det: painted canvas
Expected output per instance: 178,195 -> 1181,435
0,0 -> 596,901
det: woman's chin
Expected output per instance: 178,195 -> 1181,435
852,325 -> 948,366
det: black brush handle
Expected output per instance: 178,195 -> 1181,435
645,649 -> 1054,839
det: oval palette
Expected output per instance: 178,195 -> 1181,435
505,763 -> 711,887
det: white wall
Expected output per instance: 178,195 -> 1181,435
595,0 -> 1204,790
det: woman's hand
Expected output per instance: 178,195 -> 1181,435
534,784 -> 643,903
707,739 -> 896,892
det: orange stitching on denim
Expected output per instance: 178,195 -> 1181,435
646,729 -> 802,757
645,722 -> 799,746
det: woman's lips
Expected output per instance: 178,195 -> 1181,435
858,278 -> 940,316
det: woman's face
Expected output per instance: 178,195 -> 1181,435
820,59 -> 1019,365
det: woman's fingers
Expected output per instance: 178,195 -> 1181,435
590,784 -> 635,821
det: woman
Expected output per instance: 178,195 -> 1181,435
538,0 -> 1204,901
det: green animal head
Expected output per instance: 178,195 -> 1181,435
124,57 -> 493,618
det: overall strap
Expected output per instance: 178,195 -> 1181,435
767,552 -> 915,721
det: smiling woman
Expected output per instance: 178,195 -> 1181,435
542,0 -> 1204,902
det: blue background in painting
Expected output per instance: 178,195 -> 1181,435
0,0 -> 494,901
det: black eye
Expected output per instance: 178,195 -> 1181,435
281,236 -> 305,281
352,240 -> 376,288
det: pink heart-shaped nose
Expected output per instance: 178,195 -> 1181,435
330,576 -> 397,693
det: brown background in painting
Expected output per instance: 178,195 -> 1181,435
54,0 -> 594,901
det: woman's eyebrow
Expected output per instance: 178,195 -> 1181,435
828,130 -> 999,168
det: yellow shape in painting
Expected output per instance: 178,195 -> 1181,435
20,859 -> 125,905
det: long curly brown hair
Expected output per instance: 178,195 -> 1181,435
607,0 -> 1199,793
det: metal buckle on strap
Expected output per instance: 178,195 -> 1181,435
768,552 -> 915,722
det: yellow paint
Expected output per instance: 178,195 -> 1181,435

_ _ _

■ Problem details: Could you return every one of the items above word for word, keeping each line as it appears?

■ The response:
det: painted canvas
Expected output per instance: 178,195 -> 1181,435
0,0 -> 596,901
det: woman's chin
Expected output per instance: 178,195 -> 1181,435
852,325 -> 948,366
det: black brush handle
Expected output per instance: 178,195 -> 1181,435
645,649 -> 1054,839
det: oval palette
Expected output per instance: 178,195 -> 1181,435
505,763 -> 711,887
det: white wall
Expected output per instance: 178,195 -> 1181,435
595,0 -> 1204,790
det: woman's hand
Expected output per instance: 178,195 -> 1181,435
534,784 -> 643,903
707,739 -> 896,892
det: orange stitching on denim
Expected output per instance: 178,195 -> 1181,435
646,729 -> 802,757
645,722 -> 799,746
det: woman's lips
Expected output per instance: 178,195 -> 1181,435
858,278 -> 940,316
det: woman's face
Expected output per instance: 178,195 -> 1181,435
820,59 -> 1019,365
det: woman's fingers
Expected output per instance: 178,195 -> 1181,435
590,784 -> 635,821
det: woman
Expected output per instance: 178,195 -> 1181,435
538,0 -> 1204,901
det: green animal head
Expected output per instance: 178,195 -> 1181,435
124,57 -> 493,618
det: overall strap
Expected output per instance: 178,195 -> 1181,435
767,552 -> 915,721
det: smiling woman
Expected output per instance: 178,195 -> 1181,435
542,0 -> 1204,902
det: blue background in painting
Expected output per instance: 178,195 -> 1181,435
0,0 -> 494,901
det: black eye
Expected output per instance: 178,195 -> 1181,435
281,236 -> 305,281
352,240 -> 376,288
det: pink heart-shaped nose
Expected output per instance: 178,195 -> 1181,435
330,576 -> 397,693
det: brown background in painting
Expected output per instance: 178,195 -> 1181,435
54,0 -> 594,901
det: woman's eyebrow
Expected output per instance: 178,195 -> 1181,435
828,130 -> 999,168
det: yellow shape in painting
Expected output per instance: 178,195 -> 1181,435
20,859 -> 125,905
det: long curly brown hair
Expected output per instance: 178,195 -> 1181,435
607,0 -> 1199,793
det: metal buckle on strap
Expected output per instance: 178,195 -> 1181,435
768,552 -> 915,722
det: yellow paint
Expected output per instance: 178,195 -> 1181,435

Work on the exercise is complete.